(Stored items)
= = = = =

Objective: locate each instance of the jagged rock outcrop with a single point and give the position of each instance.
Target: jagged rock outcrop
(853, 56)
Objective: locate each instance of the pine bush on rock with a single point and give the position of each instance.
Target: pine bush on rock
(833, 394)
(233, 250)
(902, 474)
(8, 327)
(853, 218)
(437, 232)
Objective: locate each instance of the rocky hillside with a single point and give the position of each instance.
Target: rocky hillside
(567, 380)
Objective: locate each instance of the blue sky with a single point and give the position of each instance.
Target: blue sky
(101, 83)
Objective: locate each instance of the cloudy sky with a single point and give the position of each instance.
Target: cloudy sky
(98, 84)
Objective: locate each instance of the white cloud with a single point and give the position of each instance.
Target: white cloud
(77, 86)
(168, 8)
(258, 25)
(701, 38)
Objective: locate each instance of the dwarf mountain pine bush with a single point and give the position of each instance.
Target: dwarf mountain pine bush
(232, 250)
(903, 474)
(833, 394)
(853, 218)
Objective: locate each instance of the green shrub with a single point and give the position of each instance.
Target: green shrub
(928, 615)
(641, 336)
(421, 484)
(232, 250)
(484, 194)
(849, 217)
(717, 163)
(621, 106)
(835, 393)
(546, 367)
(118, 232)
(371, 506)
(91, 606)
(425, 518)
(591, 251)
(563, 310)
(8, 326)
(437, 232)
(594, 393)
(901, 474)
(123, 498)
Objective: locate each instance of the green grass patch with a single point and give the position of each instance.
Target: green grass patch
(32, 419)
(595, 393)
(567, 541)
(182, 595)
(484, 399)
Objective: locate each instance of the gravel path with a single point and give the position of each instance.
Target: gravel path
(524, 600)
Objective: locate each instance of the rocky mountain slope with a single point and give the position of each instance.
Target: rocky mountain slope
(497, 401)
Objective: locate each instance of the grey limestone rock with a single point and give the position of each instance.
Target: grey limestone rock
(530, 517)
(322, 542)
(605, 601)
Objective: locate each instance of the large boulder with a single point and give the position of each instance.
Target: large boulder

= = = = =

* What the exercise asks
Print the whole listing again, exactly.

* Task output
Objective: locate each instance of the jagged rock outcrop with a single point and give the position of each instance.
Target: jagged rock outcrop
(853, 56)
Objective: locate each instance of the pine bush on rock with a single point and give the position of each instance.
Target: pine bush on rock
(833, 394)
(233, 250)
(902, 474)
(8, 327)
(853, 218)
(437, 232)
Objective: locate each instance of the rocky hillside with a single point and give the position of each instance.
Target: rocky hillside
(567, 380)
Objective: locate each instance of the blue sky with a single point and give the position of each instance.
Target: blue sky
(101, 83)
Objective: locate each instance of the cloudy sky with a single point and give the position of each instance.
Target: cloudy sky
(98, 84)
Objective: locate each instance of the white cloud with a single point and give the position of each instance.
Target: white cloud
(77, 86)
(168, 8)
(258, 25)
(701, 38)
Objective: locate each instance of the dwarf mountain pine bush with a single point and give the position of each instance.
Target: dwarf mountain pine bush
(232, 250)
(903, 474)
(833, 394)
(853, 218)
Objective: locate each instance of the green shrub with a single point and give the position of each instance.
Target: green shrub
(928, 615)
(641, 336)
(421, 484)
(232, 250)
(484, 194)
(849, 217)
(717, 163)
(621, 106)
(835, 393)
(546, 367)
(118, 232)
(371, 506)
(91, 606)
(425, 518)
(591, 251)
(563, 310)
(8, 326)
(437, 232)
(594, 393)
(901, 474)
(123, 498)
Objective: locate each instance of the green grass patch with a single point and give the position of each instance.
Target: green grass patch
(32, 419)
(595, 393)
(567, 541)
(182, 595)
(484, 399)
Objective: locate each instance of the gravel path with a single point and give the position of each instance.
Target: gravel path
(524, 600)
Objective: locate each instance of the rocky mountain slope with a single point and give the position of each instance.
Target: rocky mountain slope
(497, 401)
Objective: locate each instance of the grey limestone rock with a single point and give the position of each instance.
Target: grey limestone rock
(530, 517)
(322, 542)
(605, 601)
Objective: locate each instance of the large boulder with a single point and give the position of each instance.
Target: large boulder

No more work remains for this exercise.